TEXTE EXTRAIT

* * * * *

Pour coller à la réalité racontée, le film est en langue ukrainienne. Était-ce une contrainte sur le tournage ?
J’ai eu l’heureuse surprise de constater que tourner dans une langue qui n’est pas la mienne, c’était possible. Quand vous n’avez pas accès au signifié, le signifiant prend sa place. Je parle bien sûr de l’émotion, de l’affect qui voyagent dans cette sonorité, mais aussi du corps qui est porteur. On attache une importance fondamentale au signifié, aux dialogues des films, alors qu’ils ne sont qu’un pourcentage, peut-être même mineur, de ce qui véhicule l’émotion. Sur le tournage, je me rendais compte que quelque chose n’allait pas dans une scène avant même que l’interprète ne me signale une erreur dans le texte, je sentais comme un problème dans l’énergie dégagée, comme une fausse note.
Mélanie Thierry ne parle pas ukrainien à l’origine, et pourtant elle livre une performance fantastique. Aviez-vous directement pensé à elle pour le rôle de Mariana ?
Au départ il n’était pas question que ce soit elle. J’ai fait quelques essais avec de superbes comédiennes ukrainiennes mais j’ai eu le sentiment qu’en allant dans cette direction, j’obtiendrais un traitement de l’œuvre beaucoup plus réaliste, or ce n’était pas mon ambition. Aharon Appelfeld invente des personnages à partir d’individus qu’il a lui-même rencontrés enfant, lorsque ses parents ont été assassinés et qu’il s’est retrouvé seul dans la campagne ukrainienne en guerre. Il a fréquenté des truands, des marginaux et aussi quelques prostituées : c’est ce qui a développé son univers romanesque. En créant Mariana, il a inventé un personnage fantasque, incandescent. Il me fallait une virtuose qui puisse passer d’un état émotionnel à un autre en un claquement de doigts. Mélanie a fait des essais, elle a rééduqué son oreille pour l’ukrainien, a beaucoup travaillé et est parvenue à faire exister ce personnage incroyable.

* * * * *

DONNÉES À UTILISER

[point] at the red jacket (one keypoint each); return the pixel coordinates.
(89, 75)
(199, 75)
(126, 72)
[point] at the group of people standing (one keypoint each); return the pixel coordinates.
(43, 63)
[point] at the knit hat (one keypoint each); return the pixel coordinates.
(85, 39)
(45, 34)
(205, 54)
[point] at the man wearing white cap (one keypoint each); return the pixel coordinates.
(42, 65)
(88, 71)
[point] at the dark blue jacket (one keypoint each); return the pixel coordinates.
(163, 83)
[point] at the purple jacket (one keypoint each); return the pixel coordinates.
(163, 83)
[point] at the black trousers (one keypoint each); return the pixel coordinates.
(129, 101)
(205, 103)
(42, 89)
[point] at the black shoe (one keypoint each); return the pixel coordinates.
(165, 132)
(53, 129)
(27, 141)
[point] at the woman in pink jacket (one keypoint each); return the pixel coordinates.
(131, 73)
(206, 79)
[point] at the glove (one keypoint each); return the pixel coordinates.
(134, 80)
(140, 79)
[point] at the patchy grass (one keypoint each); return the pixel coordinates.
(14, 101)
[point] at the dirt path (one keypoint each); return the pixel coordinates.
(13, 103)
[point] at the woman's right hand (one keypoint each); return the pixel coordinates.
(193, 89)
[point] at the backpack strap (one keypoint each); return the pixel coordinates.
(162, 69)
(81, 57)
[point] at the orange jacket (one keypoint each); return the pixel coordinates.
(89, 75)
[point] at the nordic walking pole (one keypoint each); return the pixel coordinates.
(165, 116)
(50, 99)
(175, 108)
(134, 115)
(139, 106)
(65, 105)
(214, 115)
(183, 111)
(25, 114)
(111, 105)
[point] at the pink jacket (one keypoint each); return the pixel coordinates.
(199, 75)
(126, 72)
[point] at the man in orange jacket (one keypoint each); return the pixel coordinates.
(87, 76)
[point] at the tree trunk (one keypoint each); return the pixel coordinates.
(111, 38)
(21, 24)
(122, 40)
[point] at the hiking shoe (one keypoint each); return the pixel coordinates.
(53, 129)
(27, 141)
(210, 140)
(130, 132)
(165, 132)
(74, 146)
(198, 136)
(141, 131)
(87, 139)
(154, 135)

* * * * *

PROBLÈMES ET TÂCHES
**A.** Selon le texte extrait, quel personnage Mélanie Thierry interprète-t-elle dans le film ?
**B.** Renvoyez chacune des lignes de la liste qui contiennent le mot « black ».

LISTE DES RÉPONSES
**A.** Elle interprète le rôle de Mariana.

**B.**
[point] at the black trousers (one keypoint each); return the pixel coordinates.
[point] at the black shoe (one keypoint each); return the pixel coordinates.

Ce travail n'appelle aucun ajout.